Named object pointing entries
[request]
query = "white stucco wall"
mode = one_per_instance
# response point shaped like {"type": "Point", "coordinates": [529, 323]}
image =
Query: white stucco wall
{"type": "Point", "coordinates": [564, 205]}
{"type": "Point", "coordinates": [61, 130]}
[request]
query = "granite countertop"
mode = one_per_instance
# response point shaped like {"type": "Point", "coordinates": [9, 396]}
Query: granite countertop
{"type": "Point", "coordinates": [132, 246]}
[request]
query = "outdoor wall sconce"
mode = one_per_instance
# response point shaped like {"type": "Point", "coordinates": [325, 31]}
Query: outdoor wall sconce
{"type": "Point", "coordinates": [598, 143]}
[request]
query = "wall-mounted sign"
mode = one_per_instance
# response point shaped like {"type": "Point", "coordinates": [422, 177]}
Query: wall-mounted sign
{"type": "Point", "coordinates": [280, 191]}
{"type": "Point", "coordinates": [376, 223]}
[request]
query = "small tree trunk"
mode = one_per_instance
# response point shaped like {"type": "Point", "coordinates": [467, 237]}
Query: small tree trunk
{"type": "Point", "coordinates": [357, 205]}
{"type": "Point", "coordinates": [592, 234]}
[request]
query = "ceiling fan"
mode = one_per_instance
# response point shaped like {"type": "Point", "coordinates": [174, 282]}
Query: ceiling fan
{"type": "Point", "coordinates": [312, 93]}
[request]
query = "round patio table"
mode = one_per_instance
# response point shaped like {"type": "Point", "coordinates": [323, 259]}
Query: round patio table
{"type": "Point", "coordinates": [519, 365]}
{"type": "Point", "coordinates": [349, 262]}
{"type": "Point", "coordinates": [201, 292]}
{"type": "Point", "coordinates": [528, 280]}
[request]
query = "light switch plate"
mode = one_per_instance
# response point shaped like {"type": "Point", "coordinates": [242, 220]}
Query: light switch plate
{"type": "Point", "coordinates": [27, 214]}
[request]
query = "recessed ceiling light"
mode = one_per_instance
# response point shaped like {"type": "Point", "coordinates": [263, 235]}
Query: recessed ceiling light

• Your instructions:
Copy out the material word for word and line for line.

• Problem solution:
[request]
query = "white stucco wall"
mode = one_per_instance
# response point shaped like {"type": "Point", "coordinates": [529, 323]}
image =
Query: white stucco wall
{"type": "Point", "coordinates": [564, 205]}
{"type": "Point", "coordinates": [61, 130]}
[request]
query = "granite countertop"
mode = one_per_instance
# response point shaped like {"type": "Point", "coordinates": [9, 396]}
Query: granite countertop
{"type": "Point", "coordinates": [132, 246]}
[request]
query = "outdoor wall sconce"
mode = one_per_instance
# response point shaped like {"type": "Point", "coordinates": [325, 31]}
Query: outdoor wall sconce
{"type": "Point", "coordinates": [598, 143]}
[request]
query = "wall-mounted sign"
mode = one_per_instance
# response point shaped like {"type": "Point", "coordinates": [422, 177]}
Query: wall-mounted sign
{"type": "Point", "coordinates": [280, 191]}
{"type": "Point", "coordinates": [376, 223]}
[request]
query = "small tree trunk"
mode = one_per_instance
# response point shaped like {"type": "Point", "coordinates": [467, 237]}
Query: small tree trunk
{"type": "Point", "coordinates": [357, 205]}
{"type": "Point", "coordinates": [592, 234]}
[request]
query = "ceiling fan"
mode = one_per_instance
# response point shaped like {"type": "Point", "coordinates": [174, 282]}
Query: ceiling fan
{"type": "Point", "coordinates": [312, 93]}
[request]
query = "round patio table"
mode = one_per_instance
# response point shaped like {"type": "Point", "coordinates": [323, 259]}
Query: round patio table
{"type": "Point", "coordinates": [519, 365]}
{"type": "Point", "coordinates": [349, 262]}
{"type": "Point", "coordinates": [201, 292]}
{"type": "Point", "coordinates": [528, 280]}
[request]
query = "light switch plate"
mode = one_per_instance
# response point shaped like {"type": "Point", "coordinates": [242, 220]}
Query: light switch plate
{"type": "Point", "coordinates": [27, 214]}
[request]
query = "recessed ceiling light"
mode = one_per_instance
# response point shaped like {"type": "Point", "coordinates": [263, 235]}
Query: recessed ceiling light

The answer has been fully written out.